Make an exact copy of the entries below.
━━━━
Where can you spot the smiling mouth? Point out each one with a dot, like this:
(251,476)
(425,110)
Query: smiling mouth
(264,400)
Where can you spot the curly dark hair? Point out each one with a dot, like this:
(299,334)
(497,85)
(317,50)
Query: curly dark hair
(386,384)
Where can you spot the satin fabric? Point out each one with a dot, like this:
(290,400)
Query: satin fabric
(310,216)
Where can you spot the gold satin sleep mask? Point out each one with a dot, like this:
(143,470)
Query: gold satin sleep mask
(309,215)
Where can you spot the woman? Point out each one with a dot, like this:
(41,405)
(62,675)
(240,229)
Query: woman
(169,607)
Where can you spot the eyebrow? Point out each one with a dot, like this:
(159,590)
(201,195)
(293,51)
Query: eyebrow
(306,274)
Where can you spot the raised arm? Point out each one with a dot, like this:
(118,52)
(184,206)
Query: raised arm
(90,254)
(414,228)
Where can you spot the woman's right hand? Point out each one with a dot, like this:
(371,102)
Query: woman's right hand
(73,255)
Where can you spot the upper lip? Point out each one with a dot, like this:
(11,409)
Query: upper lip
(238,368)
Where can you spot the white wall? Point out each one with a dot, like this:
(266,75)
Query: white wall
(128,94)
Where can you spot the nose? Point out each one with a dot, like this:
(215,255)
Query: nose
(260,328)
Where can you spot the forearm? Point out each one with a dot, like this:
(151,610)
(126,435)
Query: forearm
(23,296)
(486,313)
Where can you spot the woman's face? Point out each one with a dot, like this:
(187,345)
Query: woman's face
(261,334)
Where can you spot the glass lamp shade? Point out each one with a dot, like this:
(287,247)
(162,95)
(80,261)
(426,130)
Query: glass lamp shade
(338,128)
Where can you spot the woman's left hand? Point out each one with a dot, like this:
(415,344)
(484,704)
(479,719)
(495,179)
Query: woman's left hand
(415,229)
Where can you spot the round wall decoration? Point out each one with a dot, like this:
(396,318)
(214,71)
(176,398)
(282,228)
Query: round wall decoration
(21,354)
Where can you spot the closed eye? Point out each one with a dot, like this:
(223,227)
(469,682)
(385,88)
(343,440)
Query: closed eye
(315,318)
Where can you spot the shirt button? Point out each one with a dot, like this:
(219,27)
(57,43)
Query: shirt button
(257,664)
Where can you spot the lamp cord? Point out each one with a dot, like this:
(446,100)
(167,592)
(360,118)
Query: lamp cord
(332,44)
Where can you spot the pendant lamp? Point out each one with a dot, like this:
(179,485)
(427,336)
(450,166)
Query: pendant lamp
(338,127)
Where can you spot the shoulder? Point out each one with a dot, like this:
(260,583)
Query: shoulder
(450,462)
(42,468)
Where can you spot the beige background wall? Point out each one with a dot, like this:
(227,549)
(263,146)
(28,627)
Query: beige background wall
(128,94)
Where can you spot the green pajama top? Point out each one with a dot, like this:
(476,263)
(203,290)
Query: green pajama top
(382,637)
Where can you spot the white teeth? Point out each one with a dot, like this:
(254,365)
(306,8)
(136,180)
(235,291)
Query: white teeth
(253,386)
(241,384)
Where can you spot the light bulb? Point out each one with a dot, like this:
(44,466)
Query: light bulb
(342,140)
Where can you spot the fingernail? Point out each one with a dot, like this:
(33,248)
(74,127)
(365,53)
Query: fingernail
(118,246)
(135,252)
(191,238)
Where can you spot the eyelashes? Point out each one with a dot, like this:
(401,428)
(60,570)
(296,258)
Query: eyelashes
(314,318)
━━━━
Exercise answer:
Where can you spot the smiling mouth? Point out each one with a dot, like this:
(251,476)
(425,110)
Query: smiling mouth
(264,400)
Where can you spot the curly dark hair? Point out each one with a dot, like this:
(299,334)
(497,85)
(317,50)
Query: curly dark hair
(386,384)
Where can you spot the satin fabric? Point out each one with a dot, like this:
(290,400)
Query: satin fabric
(310,216)
Where can you spot the gold satin sleep mask? Point out each one with a dot, like this:
(143,470)
Query: gold satin sleep mask
(309,215)
Where can you spot the woman? Point out each one with a dot, like this:
(41,405)
(62,675)
(240,229)
Query: woman
(169,607)
Where can you spot the eyebrow? Point out each one with a dot, like this:
(159,590)
(201,195)
(293,51)
Query: eyebrow
(306,274)
Where can you spot the raised arm? Point out each one with a dot, like this:
(118,52)
(184,206)
Query: raised arm
(90,254)
(414,228)
Where can you spot the woman's right hand? Point out each one with a dot, like this:
(371,102)
Query: woman's right hand
(73,255)
Where can you spot the upper lip? Point out each one with a dot, like this:
(11,409)
Query: upper lip
(238,368)
Where can you spot the white wall? Point out each one with a dot, like this:
(266,75)
Query: white wall
(128,94)
Where can you spot the nose? Point out each one with a dot, like this:
(215,255)
Query: nose
(260,328)
Where can you spot the forearm? Point out each one with a dot, like this:
(151,610)
(126,435)
Query: forearm
(23,296)
(486,313)
Where can you spot the woman's face? Point out each one with a dot, like this:
(187,345)
Query: woman's face
(261,334)
Where can you spot the glass lamp shade? Point out each one with a dot, like this:
(287,247)
(162,95)
(80,261)
(426,130)
Query: glass lamp shade
(338,128)
Where can you spot the woman's left hand? Point out each one with a dot, like this:
(415,344)
(484,704)
(479,719)
(495,179)
Query: woman's left hand
(415,229)
Where can you spot the round wall decoration? Point out each one with a dot, like this:
(396,318)
(214,71)
(176,398)
(282,228)
Query: round wall decoration
(21,354)
Where can you spot the closed eye? Point out each one with a dot, like this:
(223,227)
(469,682)
(385,88)
(343,440)
Query: closed eye
(315,318)
Where can you spot the shirt button? Point out each one with a dot, like this:
(219,27)
(57,43)
Query: shirt button
(257,664)
Where can you spot the lamp cord? Point out each one with a dot, like this:
(446,100)
(167,592)
(360,118)
Query: lamp cord
(332,44)
Where can you spot the pendant lamp? Point out each one with a dot, like this:
(179,485)
(427,336)
(450,166)
Query: pendant lamp
(338,127)
Where can you spot the shoulder? Point out each one with a dot, like this:
(260,583)
Query: shoulder
(450,462)
(42,468)
Where can you spot the beige background wall? Point out each one with a dot, like this:
(227,549)
(263,146)
(28,627)
Query: beige background wall
(128,94)
Where can you spot the green pajama top? Point out each one with a dot, like this:
(476,263)
(203,290)
Query: green pajama top
(382,637)
Where can you spot the white teeth? Point out each one with a dot, like this:
(254,365)
(306,8)
(136,180)
(235,291)
Query: white teeth
(253,386)
(241,384)
Where can you spot the light bulb? Point out each one with a dot, like this:
(44,466)
Query: light bulb
(342,140)
Where can you spot the fingernail? Point out each one with a dot, like this:
(33,248)
(74,127)
(365,53)
Query: fingernail
(118,246)
(135,252)
(191,238)
Where can you spot the eyelashes? Point out each one with a dot, like this:
(401,428)
(60,570)
(296,258)
Query: eyelashes
(314,318)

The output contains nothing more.